Goal: Reproduce the rows below line for line, without changing anything.

Recorded data
__________________________________________________

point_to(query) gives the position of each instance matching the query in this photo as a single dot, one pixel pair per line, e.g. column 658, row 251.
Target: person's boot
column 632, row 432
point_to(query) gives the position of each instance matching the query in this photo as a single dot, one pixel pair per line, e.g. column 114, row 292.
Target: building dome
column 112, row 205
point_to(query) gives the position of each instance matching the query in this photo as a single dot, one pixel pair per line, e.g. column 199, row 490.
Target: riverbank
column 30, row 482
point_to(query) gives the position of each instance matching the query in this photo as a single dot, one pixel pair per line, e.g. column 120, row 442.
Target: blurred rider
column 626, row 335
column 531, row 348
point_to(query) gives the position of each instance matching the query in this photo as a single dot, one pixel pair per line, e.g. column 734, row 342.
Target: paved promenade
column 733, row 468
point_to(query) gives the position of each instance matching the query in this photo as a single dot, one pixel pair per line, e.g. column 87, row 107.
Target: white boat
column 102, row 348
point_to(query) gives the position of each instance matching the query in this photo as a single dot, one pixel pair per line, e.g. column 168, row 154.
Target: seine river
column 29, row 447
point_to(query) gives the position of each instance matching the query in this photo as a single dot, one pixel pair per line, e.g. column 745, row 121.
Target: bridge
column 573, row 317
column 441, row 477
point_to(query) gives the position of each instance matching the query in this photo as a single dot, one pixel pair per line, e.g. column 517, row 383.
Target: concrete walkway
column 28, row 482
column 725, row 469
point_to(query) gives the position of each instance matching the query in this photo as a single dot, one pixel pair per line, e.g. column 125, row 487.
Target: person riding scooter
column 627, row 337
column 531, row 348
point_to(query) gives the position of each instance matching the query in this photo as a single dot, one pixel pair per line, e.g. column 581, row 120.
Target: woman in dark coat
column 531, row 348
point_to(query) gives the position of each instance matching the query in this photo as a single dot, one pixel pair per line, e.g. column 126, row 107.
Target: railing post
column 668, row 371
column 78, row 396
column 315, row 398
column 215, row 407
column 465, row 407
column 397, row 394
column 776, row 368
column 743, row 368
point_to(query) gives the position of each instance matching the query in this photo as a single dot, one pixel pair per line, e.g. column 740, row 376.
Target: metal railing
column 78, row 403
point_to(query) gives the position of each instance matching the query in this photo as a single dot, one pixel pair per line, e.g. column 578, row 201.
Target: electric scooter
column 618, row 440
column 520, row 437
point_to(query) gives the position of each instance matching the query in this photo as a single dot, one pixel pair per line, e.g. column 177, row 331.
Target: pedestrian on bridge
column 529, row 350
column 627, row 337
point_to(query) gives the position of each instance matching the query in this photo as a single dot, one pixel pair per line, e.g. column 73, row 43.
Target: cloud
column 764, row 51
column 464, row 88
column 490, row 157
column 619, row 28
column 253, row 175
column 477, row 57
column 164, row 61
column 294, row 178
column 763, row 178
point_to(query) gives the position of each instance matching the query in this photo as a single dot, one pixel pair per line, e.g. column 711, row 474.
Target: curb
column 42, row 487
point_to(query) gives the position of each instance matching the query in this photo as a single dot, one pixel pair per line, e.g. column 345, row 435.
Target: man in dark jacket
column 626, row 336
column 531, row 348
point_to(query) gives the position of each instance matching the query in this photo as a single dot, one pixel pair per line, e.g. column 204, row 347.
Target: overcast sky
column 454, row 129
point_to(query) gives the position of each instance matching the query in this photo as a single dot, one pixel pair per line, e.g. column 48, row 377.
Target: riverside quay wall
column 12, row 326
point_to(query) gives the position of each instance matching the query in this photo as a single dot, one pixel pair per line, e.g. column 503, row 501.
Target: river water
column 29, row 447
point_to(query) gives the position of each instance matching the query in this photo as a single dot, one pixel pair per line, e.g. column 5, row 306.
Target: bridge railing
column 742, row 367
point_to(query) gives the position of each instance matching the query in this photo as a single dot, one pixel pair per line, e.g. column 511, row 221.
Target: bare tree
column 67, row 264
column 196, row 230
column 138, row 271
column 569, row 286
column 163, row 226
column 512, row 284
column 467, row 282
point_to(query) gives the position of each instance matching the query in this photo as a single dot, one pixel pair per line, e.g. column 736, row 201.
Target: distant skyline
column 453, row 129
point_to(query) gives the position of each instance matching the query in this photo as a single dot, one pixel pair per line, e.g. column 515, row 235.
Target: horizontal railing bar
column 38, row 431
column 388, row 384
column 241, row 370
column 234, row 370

__________________________________________________

Finished answer:
point_to(query) gives the position of each instance matching the query in this photo as a single dot, one pixel pair per line, e.g. column 658, row 251.
Target: person's boot
column 632, row 432
point_to(query) gives the position of each instance matching the query in this photo as a single dot, one pixel pair per line, e.g. column 114, row 292.
Target: building dome
column 112, row 205
point_to(query) gives the position of each instance matching the query in this photo as a single dot, one pixel pair per line, e.g. column 199, row 490.
Target: riverbank
column 30, row 482
point_to(query) gives the position of each instance matching the query in this photo as a single dot, one pixel pair per line, e.g. column 120, row 442.
Target: blurred rider
column 626, row 335
column 531, row 348
point_to(query) gives the position of each instance matching the query in this photo as a single dot, one pixel pair per line, e.g. column 734, row 342.
Target: paved promenade
column 733, row 468
point_to(query) gives the position of each instance matching the query in this photo as a single dot, one pixel pair per line, e.g. column 87, row 107.
Target: white boat
column 102, row 348
point_to(query) gives the position of each instance matching the query in this photo as a single dot, one pixel pair per line, e.g. column 168, row 154.
Target: seine river
column 29, row 447
point_to(query) gives the position of each instance matching the query in this photo as a single dot, one pixel pair per line, e.g. column 745, row 121.
Target: bridge
column 573, row 317
column 441, row 477
point_to(query) gives the position of each instance matching the query in this photo as a single dot, one pixel pair per line, e.g. column 517, row 383.
Target: concrete walkway
column 28, row 482
column 725, row 469
point_to(query) gives the position of each instance matching the query in this photo as a single dot, one pixel pair per line, e.g. column 125, row 487.
Target: person riding scooter
column 627, row 337
column 531, row 348
point_to(query) gives the position of each instance matching the query in this photo as a single dot, one pixel pair per line, e.g. column 581, row 120.
Target: woman in dark coat
column 531, row 348
point_to(query) gives the position of each instance matching the query in this photo as a single dot, one pixel pair per line, e.g. column 126, row 107.
Target: railing post
column 668, row 371
column 78, row 396
column 315, row 398
column 215, row 407
column 465, row 407
column 397, row 394
column 776, row 368
column 743, row 368
point_to(query) gives the position of each instance matching the query in this photo as a single dot, one pixel pair per line, e.g. column 740, row 376.
Target: metal railing
column 78, row 403
point_to(query) gives the position of each instance matching the query in this photo as a single dot, one pixel pair per line, e.g. column 578, row 201.
Target: electric scooter
column 618, row 440
column 520, row 437
point_to(query) gives the position of each instance matching the query in this photo as a single dot, one pixel pair per line, e.g. column 177, row 331.
Target: pedestrian on bridge
column 529, row 350
column 627, row 337
point_to(query) gives the position of each instance matching the query in this photo as a single dot, one pixel pair per line, e.g. column 73, row 43.
Target: cloud
column 764, row 51
column 464, row 88
column 490, row 157
column 619, row 28
column 253, row 175
column 477, row 57
column 164, row 61
column 294, row 178
column 763, row 178
point_to(query) gives the position of each instance matching the query in this photo as a single dot, one pixel pair per line, e.g. column 711, row 474.
Target: curb
column 42, row 487
point_to(query) gives the position of each instance matching the query in this photo as a single dot, one pixel pair per line, e.g. column 345, row 435.
Target: man in dark jacket
column 626, row 336
column 531, row 348
point_to(query) gives the position of each instance matching the query in this photo as a single dot, one pixel pair per line, e.g. column 204, row 347.
Target: overcast sky
column 454, row 129
point_to(query) gives the position of each instance matching the query in this photo as a single dot, one pixel pair per line, e.g. column 48, row 377.
Target: riverside quay wall
column 12, row 326
point_to(query) gives the position of each instance matching the query in this photo as a single dot, one pixel pair per line, e.g. column 503, row 501.
Target: river water
column 29, row 447
point_to(query) gives the position of each instance matching the query in this photo as a single dot, one pixel pair per line, e.g. column 5, row 306.
Target: bridge railing
column 742, row 367
point_to(query) gives the position of each instance matching the query in this photo as a single dot, one pixel pair per line, e.g. column 511, row 221.
Target: bare tree
column 67, row 264
column 196, row 230
column 138, row 271
column 569, row 286
column 163, row 226
column 512, row 284
column 467, row 282
point_to(query) gives the position of each instance matching the query in this photo as a single dot, one pixel pair per line, e.g. column 736, row 201.
Target: distant skyline
column 453, row 129
point_to(query) gives the position of each instance matching the query in this photo as a single dot, one pixel pair per line, e.g. column 515, row 235.
Target: horizontal railing bar
column 38, row 431
column 388, row 384
column 241, row 370
column 234, row 370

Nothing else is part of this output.